#### TASKS FOR THIS EXERCISE:
**A.** Answer each question from the Core Knowledge post, one answer per line.
(i) What position does Linda Bevilacqua hold?
(ii) Who founded the Core Knowledge Foundation?
(iii) Which press is to publish Why Knowledge Matters?
**B.** Decide whether each statement agrees with the Core Knowledge post. Answer yes or no, and quote the words that settle it.
(i) Linda Bevilacqua founded the Core Knowledge Foundation.
(ii) Hirsch has been writing about background knowledge and reading comprehension for more than three decades.
(iii) Why Knowledge Matters was due out in late summer, 2016.

Materials Adaptation, Research and Reflections
Part 2 of Getting to Know Core Knowledge

Designing a New ELA Curriculum

How Core Knowledge is different than other curriculum options

In this series, Linda Bevilacqua, President of the Core Knowledge Foundation, will share an instructional materials developer’s perspective on the current materials landscape as well as provide an in-depth look at the Core Knowledge curricular materials. If you have questions you’d like Linda to address, please submit them to ccssmaterials@studentsachieve.net.

In this post, Linda answers questions about why the Core Knowledge curriculum was created and how it differs from other curriculum options.

Why did the Core Knowledge authors decide to create this curriculum? What gaps or weaknesses in the existing instructional materials marketplace is Core Knowledge designed to address?

E.D. Hirsch, the founder of the Core Knowledge Foundation, has been writing about the causal connections between background knowledge and reading comprehension for over 30 years. Hirsch is the author of Cultural Literacy, The Schools We Need and Why We Don’t Have Them, The Knowledge Deficit, The Making of Americans: Democracy and Our Schools, and Why Knowledge Matters, to be published by Harvard Education Press in late summer, 2016.

#### ENTRIES SHOWN:
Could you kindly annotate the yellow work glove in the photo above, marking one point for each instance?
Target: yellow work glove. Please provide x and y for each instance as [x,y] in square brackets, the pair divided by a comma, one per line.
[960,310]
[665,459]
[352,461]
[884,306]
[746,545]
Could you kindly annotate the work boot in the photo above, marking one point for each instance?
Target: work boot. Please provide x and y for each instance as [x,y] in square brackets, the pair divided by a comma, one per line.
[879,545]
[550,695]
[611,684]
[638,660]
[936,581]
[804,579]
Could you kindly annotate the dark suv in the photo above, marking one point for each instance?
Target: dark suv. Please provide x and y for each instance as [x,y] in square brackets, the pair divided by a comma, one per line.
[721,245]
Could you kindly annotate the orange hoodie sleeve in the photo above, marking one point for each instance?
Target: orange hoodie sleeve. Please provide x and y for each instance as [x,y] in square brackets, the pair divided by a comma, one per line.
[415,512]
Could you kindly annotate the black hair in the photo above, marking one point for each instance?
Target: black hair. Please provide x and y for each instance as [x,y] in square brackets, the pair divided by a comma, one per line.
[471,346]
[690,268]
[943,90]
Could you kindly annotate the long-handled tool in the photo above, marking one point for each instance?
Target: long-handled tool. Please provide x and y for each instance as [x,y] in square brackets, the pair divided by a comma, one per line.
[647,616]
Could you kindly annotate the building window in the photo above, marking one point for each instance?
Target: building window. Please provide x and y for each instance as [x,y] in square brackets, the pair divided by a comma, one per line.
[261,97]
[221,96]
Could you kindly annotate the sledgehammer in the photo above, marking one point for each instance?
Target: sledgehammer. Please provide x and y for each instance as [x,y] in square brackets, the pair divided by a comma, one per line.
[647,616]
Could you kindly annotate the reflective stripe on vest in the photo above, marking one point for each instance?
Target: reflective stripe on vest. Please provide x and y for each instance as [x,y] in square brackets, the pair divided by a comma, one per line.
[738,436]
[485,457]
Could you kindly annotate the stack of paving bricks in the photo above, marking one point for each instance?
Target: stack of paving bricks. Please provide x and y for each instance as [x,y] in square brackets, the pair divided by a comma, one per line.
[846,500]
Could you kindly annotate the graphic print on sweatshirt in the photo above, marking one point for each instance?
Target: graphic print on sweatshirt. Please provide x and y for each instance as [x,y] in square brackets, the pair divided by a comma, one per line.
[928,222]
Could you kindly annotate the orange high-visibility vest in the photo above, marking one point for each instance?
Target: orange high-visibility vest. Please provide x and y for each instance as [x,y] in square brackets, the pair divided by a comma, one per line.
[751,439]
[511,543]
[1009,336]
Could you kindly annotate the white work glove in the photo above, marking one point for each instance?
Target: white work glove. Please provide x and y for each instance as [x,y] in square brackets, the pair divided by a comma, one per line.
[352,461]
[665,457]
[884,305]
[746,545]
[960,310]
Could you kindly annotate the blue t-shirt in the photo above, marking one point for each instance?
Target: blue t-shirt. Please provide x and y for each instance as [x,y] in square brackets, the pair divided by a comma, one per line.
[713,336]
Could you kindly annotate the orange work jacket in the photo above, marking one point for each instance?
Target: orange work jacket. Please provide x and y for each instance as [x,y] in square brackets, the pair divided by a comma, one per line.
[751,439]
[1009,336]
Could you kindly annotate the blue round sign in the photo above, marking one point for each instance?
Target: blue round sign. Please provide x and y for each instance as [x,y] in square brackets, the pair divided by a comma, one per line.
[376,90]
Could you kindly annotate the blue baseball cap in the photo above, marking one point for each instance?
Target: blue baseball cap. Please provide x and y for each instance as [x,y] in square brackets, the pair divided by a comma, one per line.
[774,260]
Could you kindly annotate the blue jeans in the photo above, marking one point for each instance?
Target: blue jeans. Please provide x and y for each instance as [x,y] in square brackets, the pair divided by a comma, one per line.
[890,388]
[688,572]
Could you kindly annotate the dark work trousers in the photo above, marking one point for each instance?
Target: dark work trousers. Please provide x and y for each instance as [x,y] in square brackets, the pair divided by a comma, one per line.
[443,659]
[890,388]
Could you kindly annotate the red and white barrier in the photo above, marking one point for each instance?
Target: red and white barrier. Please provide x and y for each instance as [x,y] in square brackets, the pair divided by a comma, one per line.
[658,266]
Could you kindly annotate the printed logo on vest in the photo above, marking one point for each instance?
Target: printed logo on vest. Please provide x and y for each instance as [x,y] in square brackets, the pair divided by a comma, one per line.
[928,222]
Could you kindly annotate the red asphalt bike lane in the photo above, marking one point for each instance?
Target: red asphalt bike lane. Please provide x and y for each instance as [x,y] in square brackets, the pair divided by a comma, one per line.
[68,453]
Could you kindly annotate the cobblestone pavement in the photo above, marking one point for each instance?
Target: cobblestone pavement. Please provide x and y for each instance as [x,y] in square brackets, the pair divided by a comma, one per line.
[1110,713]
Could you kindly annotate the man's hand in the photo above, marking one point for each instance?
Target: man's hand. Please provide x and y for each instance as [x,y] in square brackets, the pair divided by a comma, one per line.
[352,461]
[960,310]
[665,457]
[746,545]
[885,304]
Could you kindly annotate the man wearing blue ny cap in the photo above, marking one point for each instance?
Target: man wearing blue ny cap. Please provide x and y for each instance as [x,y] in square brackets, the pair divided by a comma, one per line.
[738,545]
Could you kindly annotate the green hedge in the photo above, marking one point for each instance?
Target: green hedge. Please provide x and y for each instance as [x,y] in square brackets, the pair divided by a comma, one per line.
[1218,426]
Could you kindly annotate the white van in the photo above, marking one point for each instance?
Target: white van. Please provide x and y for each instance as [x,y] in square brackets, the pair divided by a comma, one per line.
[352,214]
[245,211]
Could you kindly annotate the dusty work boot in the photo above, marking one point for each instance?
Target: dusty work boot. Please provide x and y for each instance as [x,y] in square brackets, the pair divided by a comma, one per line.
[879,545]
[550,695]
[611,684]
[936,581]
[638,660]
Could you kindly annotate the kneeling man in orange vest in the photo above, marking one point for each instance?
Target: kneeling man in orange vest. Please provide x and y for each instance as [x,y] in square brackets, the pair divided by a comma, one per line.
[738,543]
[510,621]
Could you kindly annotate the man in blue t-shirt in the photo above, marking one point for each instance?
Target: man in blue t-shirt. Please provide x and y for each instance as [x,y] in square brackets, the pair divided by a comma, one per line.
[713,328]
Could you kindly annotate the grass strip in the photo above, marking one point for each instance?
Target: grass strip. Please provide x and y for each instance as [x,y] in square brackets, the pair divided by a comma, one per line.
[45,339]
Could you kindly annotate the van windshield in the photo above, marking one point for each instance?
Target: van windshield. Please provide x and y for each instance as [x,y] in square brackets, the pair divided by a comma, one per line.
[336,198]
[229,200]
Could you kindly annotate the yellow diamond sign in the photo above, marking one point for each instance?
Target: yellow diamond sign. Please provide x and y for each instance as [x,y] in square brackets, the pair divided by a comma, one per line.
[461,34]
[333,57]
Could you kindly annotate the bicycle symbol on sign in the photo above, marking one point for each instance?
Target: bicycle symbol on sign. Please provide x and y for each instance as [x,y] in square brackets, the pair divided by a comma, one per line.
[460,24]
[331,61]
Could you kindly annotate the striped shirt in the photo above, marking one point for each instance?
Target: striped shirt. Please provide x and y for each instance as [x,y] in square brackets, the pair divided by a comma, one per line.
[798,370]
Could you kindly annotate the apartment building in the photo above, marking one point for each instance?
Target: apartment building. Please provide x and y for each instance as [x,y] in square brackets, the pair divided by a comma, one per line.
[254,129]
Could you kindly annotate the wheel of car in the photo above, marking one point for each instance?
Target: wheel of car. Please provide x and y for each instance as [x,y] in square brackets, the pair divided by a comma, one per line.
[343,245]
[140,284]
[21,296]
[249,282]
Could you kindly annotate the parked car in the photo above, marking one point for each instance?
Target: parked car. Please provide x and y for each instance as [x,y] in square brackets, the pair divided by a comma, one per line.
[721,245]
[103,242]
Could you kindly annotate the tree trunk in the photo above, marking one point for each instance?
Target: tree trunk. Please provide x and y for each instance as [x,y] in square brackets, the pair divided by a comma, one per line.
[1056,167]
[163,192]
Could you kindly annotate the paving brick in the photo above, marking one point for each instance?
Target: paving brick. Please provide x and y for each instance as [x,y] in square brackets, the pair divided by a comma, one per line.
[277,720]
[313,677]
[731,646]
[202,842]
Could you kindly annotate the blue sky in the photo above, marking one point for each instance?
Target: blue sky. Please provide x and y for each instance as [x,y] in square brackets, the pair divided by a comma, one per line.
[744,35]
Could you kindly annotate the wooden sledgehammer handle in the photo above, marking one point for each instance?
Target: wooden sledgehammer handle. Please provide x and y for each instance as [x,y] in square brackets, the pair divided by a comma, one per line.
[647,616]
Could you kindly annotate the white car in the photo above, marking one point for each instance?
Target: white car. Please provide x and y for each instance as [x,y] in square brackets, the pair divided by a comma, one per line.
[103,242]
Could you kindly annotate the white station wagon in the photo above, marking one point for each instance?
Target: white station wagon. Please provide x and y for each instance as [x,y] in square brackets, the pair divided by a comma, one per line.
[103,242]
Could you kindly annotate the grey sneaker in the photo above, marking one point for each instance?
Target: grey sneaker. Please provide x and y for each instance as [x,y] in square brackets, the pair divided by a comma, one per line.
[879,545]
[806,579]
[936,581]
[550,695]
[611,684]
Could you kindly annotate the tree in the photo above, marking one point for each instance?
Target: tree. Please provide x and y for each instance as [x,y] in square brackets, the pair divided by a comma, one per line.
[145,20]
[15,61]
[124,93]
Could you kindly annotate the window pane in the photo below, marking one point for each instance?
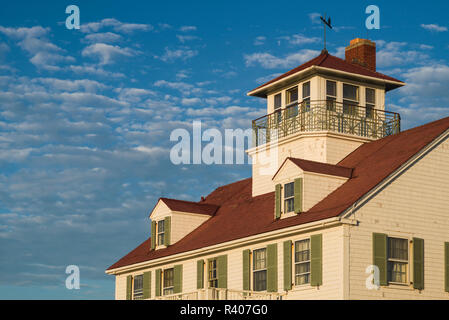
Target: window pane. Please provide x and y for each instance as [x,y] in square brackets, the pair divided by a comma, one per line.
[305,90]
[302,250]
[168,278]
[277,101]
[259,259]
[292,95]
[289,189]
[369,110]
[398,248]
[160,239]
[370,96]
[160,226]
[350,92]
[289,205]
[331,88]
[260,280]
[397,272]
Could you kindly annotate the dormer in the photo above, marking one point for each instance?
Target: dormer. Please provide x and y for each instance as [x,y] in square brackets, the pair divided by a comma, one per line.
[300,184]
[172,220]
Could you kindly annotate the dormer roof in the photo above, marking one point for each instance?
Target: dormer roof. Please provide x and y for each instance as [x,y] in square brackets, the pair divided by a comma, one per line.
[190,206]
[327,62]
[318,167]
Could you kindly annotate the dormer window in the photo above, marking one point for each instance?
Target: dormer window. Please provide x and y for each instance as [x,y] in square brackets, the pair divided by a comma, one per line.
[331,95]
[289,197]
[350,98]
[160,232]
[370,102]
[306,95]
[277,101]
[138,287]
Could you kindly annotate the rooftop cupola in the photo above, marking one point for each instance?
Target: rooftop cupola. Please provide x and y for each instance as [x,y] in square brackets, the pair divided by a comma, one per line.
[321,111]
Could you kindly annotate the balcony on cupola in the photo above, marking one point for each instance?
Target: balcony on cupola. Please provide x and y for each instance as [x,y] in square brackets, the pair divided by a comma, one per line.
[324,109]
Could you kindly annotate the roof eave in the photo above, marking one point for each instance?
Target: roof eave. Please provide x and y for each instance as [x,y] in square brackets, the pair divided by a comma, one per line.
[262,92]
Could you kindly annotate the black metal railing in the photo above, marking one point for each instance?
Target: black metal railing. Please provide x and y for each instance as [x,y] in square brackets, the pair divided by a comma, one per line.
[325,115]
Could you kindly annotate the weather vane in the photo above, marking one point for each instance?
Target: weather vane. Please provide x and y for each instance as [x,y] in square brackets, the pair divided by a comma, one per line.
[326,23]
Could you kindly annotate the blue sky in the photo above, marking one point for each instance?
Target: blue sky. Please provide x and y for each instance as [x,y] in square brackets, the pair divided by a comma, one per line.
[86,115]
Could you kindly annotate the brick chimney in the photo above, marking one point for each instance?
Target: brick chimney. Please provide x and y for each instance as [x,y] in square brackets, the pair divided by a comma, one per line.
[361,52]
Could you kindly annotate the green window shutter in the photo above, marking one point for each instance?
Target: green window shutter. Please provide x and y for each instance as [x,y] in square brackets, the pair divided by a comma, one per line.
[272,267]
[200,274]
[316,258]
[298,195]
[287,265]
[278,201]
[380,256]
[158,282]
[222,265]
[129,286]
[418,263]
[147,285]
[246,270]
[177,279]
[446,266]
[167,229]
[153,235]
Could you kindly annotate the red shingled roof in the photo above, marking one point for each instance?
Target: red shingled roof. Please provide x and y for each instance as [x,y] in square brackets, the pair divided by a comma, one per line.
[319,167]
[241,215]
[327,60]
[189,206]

---

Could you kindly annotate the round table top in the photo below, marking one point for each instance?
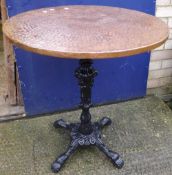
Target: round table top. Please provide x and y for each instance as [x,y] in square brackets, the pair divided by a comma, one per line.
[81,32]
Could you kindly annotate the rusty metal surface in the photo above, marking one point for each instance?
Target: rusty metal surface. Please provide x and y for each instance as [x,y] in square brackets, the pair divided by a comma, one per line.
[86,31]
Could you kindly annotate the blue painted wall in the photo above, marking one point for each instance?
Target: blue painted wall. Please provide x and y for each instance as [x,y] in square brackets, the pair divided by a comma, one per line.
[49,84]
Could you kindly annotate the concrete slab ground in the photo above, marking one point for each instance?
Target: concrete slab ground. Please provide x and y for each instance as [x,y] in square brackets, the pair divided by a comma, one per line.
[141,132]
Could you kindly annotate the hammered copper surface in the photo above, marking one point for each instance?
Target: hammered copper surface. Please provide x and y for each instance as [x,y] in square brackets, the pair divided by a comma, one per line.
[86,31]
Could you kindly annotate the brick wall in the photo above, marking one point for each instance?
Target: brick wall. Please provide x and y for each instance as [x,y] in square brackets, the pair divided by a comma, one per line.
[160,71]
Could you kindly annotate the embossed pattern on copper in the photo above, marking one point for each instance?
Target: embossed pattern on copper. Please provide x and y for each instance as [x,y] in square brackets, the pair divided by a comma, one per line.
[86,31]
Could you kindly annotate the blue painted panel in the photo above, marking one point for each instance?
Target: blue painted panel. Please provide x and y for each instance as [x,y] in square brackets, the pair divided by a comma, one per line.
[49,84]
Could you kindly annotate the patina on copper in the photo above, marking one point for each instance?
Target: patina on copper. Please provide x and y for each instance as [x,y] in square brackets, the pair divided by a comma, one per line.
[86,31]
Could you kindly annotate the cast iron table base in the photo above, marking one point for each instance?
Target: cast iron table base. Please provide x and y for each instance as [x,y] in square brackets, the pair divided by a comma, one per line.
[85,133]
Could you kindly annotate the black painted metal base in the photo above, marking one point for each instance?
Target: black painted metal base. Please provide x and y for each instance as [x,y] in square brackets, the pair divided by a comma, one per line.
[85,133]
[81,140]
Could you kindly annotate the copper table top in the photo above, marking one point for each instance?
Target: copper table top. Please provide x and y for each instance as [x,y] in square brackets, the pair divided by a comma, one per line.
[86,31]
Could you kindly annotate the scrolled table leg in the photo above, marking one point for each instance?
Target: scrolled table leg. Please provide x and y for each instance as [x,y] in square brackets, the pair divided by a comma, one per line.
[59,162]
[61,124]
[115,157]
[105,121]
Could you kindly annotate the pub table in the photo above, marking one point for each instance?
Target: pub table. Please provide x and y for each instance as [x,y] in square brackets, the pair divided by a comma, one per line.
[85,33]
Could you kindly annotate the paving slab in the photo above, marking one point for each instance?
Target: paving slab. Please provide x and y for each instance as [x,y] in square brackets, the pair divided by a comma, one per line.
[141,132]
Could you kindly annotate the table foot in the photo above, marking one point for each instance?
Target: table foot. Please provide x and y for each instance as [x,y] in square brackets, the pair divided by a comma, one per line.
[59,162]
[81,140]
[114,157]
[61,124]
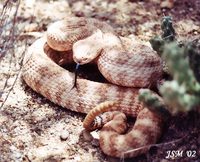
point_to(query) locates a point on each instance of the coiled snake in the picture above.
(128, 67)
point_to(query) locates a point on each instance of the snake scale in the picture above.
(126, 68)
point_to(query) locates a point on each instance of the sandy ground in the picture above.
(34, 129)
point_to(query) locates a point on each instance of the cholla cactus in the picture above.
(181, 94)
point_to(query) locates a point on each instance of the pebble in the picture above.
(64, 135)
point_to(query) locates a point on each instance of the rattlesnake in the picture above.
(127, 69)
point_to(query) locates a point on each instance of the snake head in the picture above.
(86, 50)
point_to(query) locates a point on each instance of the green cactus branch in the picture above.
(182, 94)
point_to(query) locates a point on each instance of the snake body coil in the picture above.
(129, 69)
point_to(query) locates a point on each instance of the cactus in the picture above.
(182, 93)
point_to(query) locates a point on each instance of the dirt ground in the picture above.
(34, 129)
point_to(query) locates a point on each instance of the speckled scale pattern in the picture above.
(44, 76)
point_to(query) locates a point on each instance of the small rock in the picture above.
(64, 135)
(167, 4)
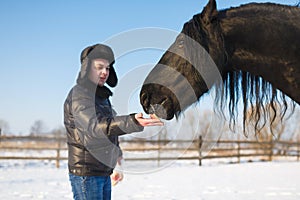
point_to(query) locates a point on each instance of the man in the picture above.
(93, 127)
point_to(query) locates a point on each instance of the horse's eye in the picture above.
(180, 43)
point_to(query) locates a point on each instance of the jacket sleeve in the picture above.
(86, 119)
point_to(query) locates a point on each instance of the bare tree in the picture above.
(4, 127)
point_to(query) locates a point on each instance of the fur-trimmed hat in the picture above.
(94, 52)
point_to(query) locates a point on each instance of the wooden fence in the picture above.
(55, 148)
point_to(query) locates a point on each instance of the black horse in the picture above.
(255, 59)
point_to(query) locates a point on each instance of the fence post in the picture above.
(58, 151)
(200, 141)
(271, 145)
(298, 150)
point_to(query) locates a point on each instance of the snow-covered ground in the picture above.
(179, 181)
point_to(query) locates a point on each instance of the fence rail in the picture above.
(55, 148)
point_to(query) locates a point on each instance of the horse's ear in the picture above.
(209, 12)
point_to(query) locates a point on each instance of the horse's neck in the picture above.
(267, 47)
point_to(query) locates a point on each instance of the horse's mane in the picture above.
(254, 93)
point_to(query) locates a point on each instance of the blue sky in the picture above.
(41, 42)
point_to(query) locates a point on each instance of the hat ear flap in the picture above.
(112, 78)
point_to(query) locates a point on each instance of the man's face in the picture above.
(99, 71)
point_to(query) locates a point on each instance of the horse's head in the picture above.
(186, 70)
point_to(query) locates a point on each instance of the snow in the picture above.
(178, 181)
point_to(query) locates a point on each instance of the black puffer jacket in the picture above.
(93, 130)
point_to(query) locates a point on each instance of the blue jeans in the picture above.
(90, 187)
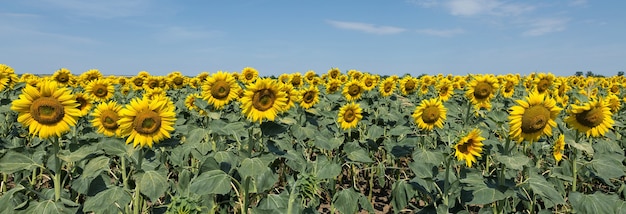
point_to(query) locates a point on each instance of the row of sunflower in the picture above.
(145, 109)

---

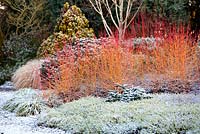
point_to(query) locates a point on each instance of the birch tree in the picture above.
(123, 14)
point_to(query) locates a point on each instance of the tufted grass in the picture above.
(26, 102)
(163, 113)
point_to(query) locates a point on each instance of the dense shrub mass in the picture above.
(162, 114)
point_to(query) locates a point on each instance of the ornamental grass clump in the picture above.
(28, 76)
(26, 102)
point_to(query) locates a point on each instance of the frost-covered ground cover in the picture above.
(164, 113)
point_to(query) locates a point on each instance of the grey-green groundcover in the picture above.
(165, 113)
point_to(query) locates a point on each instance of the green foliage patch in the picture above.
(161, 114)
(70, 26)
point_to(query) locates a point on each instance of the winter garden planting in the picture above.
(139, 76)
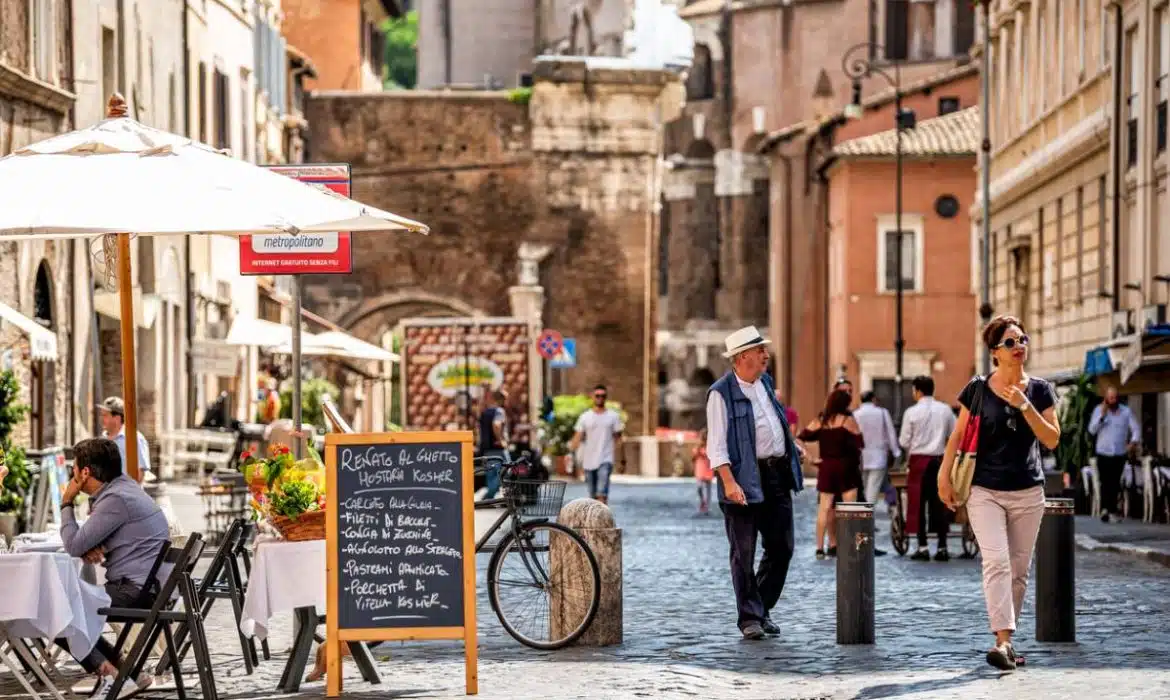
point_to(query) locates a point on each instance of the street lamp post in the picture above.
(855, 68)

#### ANSWER LIST:
**A.**
(i) President of the Core Knowledge Foundation
(ii) E.D. Hirsch
(iii) Harvard Education Press

**B.**
(i) No: "E.D. Hirsch, the founder of the Core Knowledge Foundation"
(ii) Yes: "has been writing about the causal connections between background knowledge and reading comprehension for over 30 years"
(iii) Yes: "to be published by Harvard Education Press in late summer, 2016"